DESCRIPTION OF THE TASK:
Please find each line in the material below that contains the string "phrase" and copy it out. Matches must have the same case.

(Image boundary annotation data)
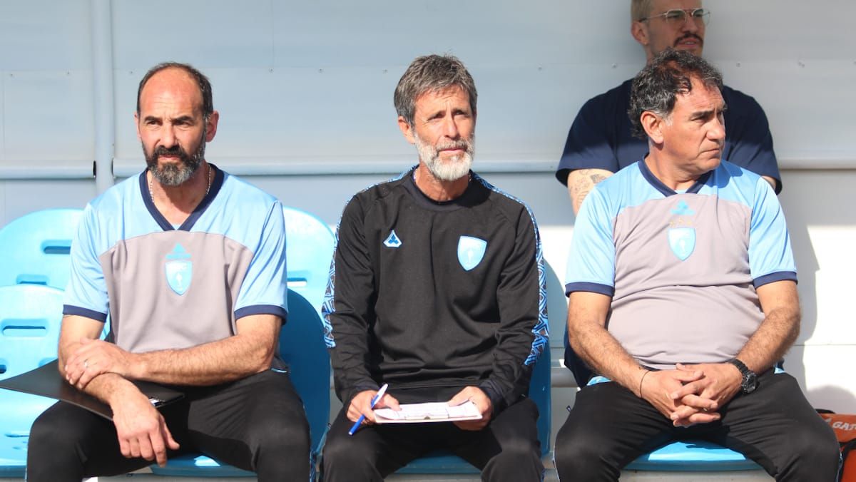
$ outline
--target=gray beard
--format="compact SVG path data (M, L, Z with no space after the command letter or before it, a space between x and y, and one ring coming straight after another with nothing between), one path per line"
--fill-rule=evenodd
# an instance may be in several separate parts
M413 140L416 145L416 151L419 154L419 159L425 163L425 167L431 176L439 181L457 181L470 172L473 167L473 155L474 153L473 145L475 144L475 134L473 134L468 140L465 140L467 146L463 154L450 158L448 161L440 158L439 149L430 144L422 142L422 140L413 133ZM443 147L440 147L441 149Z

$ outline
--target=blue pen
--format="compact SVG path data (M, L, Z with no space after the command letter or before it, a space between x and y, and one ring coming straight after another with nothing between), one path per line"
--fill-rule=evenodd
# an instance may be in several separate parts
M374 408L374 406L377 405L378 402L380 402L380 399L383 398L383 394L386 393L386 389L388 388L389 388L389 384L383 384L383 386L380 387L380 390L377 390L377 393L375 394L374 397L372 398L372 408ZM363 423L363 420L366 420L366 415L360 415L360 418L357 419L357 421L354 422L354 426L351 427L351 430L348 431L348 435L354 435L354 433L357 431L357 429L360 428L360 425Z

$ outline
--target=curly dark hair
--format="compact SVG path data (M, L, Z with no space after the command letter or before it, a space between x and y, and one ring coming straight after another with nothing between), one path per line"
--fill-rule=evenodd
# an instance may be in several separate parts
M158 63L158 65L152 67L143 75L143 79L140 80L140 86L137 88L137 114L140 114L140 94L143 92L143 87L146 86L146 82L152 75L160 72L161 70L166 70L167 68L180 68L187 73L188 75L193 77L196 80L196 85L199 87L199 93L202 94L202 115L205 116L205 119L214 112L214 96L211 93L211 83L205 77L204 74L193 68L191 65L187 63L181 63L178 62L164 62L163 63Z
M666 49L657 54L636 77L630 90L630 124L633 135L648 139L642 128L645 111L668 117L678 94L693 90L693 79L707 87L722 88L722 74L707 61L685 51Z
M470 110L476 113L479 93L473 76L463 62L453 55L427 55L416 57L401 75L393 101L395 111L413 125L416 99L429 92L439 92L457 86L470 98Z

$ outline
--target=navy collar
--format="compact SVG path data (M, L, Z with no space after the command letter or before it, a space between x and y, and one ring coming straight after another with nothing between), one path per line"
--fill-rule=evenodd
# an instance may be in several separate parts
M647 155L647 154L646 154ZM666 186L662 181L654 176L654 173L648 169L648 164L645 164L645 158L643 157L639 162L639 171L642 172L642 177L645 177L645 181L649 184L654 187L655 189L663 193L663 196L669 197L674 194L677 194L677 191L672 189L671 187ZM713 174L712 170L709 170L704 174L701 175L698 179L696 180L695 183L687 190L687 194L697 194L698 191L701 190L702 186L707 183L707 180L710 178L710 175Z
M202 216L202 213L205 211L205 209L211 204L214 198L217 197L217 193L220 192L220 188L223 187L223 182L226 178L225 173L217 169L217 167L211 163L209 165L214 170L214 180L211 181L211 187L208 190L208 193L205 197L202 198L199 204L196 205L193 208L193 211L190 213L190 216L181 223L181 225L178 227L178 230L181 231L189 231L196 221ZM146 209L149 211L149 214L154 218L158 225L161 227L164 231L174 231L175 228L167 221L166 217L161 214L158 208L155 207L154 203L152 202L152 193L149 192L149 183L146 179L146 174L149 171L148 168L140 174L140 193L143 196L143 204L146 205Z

* * *

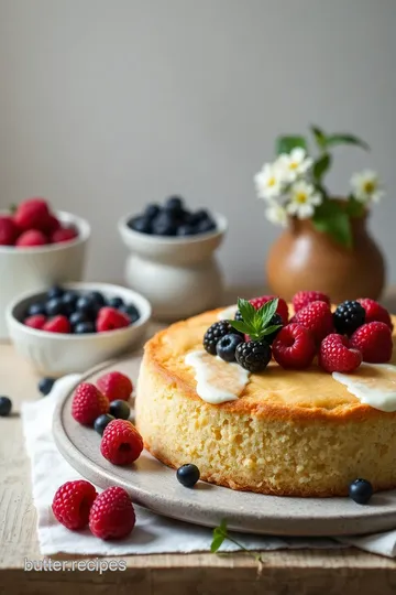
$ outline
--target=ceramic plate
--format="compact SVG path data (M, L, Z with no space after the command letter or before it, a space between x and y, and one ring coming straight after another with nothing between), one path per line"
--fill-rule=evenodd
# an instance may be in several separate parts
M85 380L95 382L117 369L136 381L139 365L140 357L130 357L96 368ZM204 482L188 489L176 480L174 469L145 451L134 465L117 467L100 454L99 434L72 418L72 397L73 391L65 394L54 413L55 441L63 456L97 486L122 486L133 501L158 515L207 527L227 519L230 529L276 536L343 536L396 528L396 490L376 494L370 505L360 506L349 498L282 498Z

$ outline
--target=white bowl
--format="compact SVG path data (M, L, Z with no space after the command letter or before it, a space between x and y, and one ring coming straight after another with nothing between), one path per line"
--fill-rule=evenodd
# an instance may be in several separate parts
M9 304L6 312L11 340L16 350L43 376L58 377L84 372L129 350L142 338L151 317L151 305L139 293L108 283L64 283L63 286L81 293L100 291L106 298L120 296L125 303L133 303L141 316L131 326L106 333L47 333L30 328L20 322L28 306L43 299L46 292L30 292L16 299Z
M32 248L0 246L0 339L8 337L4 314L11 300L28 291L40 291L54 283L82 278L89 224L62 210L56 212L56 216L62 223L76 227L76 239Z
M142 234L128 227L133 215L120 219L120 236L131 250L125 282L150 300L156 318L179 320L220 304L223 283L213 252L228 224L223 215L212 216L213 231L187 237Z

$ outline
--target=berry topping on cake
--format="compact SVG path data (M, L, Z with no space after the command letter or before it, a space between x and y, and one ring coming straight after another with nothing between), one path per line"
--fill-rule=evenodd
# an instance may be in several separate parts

--

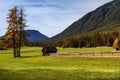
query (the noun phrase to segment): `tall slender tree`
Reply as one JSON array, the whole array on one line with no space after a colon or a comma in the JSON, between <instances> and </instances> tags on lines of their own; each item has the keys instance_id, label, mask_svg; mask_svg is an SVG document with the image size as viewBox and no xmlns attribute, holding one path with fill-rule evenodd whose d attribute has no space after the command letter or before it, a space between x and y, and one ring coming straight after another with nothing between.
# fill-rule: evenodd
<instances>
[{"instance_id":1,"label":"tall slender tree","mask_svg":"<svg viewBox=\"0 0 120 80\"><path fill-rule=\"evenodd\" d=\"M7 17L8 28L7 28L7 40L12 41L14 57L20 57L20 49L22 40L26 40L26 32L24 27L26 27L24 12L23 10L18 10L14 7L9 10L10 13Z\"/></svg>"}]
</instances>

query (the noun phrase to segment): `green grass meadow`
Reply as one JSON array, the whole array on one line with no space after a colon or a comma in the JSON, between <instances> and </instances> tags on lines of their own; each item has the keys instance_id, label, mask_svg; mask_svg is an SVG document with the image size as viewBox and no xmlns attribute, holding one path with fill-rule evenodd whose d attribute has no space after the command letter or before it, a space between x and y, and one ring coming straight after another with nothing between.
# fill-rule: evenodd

EXERCISE SOLUTION:
query (the noun phrase to segment): `tall slender tree`
query (the noun phrase to segment): `green grass meadow`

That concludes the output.